Translate this sentence from the text on preconditioned dispatching into Spanish: "A construct represents a particular kind of grammatical subexpression that is parsed and returned by a handler function."

▶ _Passage provided_
==================================================

3. Constructs and preconditioned dispatching¶
This section describes the use of preconditioned dispatching in the
PrattParser
class. Many Typped users will never need to explicitly use the
techniques described here, since the Typped parser comes with various built-in
methods which hide the use of precondition functions. The calulator example,
for example, uses only built-in methods of the PrattParser
class. This
description is mainly for users who need to define their own, custom parsing
methods or those who are simply interested in the details of how dispatching
works.
3.1. What is preconditioned dispatching?¶
In a standard Pratt parser each token can have associated with it a single, fixed head handler function, a single, fixed tail handler function, or one of each. Preconditioned dispatching generalizes this: Each token can have multiple possible head and/or tail handler functions associated with it. The choice of which of the possible handler functions to use to process a token is made at at the time the token is parsed, based on the conditions (e.g., the parser and lexer state) at that time. The conditions which can be taken into account include, for example, the actual string value that the lexer matched in the program text and the kind of token that is one peek ahead in the lexer. Note that this generalized behavior in Typped is optional and can easily be ignored if one only wants to use standard Pratt parser techniques.
Since in Pratt parsing each head and tail handler essentially parses a different part of the grammar, the Typped packages uses an abstraction of handler functions called a syntactic construct, or simply a construct. A construct represents a particular kind of grammatical subexpression that is parsed and returned by a handler function. Since Pratt parsers are top-down these grammatical parts tend to correspond to subtrees of the final expression tree. A construct containing a head handler will be called a head construct and a construct containing a tail handler will be called a tail construct. Constructs also contain other attributes, as we will see.
In a standard Pratt parser a handler function is triggered whenever a
particular kind of token is consumed from the lexer in the recursive_parse
routine. Either the head handler or the tail handler function associated
with that kind of token is run, depending on whether or not the token is the
first token in the subexpression being parsed.
In a preconditioned-dispatching Pratt parser each handler function is associated with a unique construct, and each construct has associated with it the label of a triggering token which triggers that construct as potentially the one to use. A single kind of token can potentially trigger multiple constructs (either head constructs or tail constructs, depending on the token’s position).

==================================================

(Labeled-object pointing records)
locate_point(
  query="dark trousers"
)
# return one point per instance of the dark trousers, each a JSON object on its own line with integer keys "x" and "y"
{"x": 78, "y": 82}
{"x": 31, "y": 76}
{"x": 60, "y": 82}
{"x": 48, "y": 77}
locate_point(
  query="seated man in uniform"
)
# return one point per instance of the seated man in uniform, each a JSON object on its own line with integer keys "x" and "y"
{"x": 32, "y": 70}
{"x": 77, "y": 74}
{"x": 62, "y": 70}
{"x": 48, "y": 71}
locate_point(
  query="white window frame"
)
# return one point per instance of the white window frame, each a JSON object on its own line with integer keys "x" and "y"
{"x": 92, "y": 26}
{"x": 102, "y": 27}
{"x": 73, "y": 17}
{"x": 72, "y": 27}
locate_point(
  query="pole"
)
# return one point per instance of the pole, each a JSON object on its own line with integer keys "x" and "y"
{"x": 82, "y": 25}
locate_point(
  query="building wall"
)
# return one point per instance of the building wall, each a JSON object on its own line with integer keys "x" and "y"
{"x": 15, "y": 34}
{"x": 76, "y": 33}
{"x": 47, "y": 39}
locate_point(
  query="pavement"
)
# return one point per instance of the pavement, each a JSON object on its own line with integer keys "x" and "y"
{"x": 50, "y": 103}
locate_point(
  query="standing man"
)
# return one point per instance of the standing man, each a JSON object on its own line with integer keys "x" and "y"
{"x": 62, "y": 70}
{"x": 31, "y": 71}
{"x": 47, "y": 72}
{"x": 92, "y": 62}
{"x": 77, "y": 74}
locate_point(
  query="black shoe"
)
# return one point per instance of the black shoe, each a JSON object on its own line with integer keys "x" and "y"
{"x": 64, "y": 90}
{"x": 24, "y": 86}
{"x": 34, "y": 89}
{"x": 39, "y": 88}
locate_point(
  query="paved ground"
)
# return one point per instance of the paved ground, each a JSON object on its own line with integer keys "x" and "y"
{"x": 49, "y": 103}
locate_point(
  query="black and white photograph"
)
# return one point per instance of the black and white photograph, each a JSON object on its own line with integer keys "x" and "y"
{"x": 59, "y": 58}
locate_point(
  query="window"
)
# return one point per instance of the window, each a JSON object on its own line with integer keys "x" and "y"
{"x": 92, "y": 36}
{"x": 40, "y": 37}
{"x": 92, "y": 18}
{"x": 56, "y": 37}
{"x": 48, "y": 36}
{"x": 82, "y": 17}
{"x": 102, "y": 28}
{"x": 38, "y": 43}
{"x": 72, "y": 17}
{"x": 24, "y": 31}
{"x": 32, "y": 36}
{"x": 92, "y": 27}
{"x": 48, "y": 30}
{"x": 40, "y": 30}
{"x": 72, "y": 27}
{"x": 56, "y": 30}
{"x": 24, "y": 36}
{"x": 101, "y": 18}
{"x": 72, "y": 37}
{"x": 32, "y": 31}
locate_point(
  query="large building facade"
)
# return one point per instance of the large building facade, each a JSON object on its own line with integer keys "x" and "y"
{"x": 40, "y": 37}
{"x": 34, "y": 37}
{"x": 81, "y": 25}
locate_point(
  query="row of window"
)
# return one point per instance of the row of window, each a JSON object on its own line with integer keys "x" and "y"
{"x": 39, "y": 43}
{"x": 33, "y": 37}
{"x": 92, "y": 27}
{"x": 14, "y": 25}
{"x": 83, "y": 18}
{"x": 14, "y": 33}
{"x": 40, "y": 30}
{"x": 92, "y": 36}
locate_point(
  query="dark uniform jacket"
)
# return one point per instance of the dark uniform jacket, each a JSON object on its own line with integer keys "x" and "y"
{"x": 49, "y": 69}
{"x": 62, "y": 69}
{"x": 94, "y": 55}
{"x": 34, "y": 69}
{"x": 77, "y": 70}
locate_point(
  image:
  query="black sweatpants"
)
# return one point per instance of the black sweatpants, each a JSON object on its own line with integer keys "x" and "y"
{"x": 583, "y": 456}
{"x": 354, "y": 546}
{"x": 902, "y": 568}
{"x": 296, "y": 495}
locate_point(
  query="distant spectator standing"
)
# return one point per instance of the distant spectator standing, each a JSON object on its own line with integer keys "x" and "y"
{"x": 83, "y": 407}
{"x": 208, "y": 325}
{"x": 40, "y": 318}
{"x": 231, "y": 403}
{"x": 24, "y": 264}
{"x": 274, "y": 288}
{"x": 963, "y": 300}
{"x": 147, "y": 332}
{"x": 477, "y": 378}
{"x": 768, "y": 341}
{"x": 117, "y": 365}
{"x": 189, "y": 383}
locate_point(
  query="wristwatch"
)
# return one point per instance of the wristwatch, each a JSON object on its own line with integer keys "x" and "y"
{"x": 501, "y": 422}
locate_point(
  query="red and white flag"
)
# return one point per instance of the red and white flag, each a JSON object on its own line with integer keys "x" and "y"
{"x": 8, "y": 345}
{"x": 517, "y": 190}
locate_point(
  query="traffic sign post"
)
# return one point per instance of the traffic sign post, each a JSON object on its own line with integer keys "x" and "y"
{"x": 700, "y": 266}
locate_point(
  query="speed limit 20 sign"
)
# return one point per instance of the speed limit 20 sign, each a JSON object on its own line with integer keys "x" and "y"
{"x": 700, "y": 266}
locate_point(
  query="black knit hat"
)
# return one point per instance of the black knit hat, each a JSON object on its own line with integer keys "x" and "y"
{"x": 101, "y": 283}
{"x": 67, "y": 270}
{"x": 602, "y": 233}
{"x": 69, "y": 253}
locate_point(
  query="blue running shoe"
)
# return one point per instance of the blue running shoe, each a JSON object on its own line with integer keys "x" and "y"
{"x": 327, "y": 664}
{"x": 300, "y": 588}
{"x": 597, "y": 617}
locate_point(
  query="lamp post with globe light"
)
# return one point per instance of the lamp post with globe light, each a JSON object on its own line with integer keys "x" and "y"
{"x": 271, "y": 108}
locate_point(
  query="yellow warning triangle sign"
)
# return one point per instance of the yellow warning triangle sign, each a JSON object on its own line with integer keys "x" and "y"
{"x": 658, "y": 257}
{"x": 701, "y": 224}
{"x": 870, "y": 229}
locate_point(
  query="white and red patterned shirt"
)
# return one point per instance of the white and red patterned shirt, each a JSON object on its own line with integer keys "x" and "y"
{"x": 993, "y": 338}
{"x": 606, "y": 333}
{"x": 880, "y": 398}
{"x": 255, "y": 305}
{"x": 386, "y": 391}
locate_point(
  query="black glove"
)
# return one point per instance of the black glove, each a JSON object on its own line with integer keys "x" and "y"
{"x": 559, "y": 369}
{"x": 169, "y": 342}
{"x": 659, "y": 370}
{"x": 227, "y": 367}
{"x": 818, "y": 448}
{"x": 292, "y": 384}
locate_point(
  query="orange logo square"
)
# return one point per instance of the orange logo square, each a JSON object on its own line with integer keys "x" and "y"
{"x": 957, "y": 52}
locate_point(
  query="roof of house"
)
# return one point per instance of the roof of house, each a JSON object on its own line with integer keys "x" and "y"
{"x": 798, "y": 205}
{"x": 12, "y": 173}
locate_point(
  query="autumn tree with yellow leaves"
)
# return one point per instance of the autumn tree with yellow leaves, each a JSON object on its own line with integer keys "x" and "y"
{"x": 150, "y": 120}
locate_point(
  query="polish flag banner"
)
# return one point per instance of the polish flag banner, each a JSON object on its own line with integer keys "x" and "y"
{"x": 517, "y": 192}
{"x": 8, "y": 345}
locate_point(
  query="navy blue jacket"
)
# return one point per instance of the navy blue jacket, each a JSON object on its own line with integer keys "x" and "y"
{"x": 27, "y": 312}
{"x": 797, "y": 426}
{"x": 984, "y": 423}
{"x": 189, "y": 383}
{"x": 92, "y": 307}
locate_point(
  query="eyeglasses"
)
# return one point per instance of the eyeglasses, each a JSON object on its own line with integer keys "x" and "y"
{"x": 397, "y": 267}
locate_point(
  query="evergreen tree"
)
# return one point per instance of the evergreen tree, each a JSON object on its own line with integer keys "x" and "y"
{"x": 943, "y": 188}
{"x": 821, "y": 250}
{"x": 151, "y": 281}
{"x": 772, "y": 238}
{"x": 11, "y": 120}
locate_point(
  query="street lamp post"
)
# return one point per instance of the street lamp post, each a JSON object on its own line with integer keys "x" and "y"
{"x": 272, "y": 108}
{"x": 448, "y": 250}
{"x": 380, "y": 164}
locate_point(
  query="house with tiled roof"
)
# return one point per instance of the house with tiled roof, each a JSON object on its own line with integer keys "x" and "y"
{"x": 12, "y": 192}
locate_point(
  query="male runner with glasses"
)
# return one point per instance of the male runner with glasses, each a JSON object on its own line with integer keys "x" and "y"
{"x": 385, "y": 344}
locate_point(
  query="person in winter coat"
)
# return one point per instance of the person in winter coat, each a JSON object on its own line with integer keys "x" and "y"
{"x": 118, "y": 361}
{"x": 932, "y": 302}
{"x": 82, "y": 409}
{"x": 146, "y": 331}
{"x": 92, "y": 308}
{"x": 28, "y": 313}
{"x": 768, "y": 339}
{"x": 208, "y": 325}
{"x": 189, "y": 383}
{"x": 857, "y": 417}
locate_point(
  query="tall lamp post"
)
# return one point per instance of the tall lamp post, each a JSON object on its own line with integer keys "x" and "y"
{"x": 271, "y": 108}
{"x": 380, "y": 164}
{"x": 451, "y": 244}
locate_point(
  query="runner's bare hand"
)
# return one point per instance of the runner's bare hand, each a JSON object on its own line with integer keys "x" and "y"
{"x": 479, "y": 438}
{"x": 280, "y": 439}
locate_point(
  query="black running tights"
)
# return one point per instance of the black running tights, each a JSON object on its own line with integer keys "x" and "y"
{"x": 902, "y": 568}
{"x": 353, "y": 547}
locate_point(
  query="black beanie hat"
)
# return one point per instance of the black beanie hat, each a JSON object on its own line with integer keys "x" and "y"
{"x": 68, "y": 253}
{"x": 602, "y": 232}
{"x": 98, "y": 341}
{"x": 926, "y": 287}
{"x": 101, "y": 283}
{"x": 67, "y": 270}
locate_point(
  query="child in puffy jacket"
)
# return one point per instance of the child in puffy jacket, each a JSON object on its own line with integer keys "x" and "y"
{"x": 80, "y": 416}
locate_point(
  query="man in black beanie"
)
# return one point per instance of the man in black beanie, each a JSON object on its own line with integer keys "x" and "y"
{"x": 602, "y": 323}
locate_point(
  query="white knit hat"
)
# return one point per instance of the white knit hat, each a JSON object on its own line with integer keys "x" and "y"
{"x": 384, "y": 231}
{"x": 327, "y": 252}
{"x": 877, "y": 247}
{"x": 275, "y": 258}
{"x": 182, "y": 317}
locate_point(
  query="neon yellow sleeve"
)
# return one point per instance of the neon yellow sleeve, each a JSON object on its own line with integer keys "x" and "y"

==================================================

▶ _Answer below_
Un constructo representa un tipo particular de subexpresión gramatical que es analizada y devuelta por una función manejadora.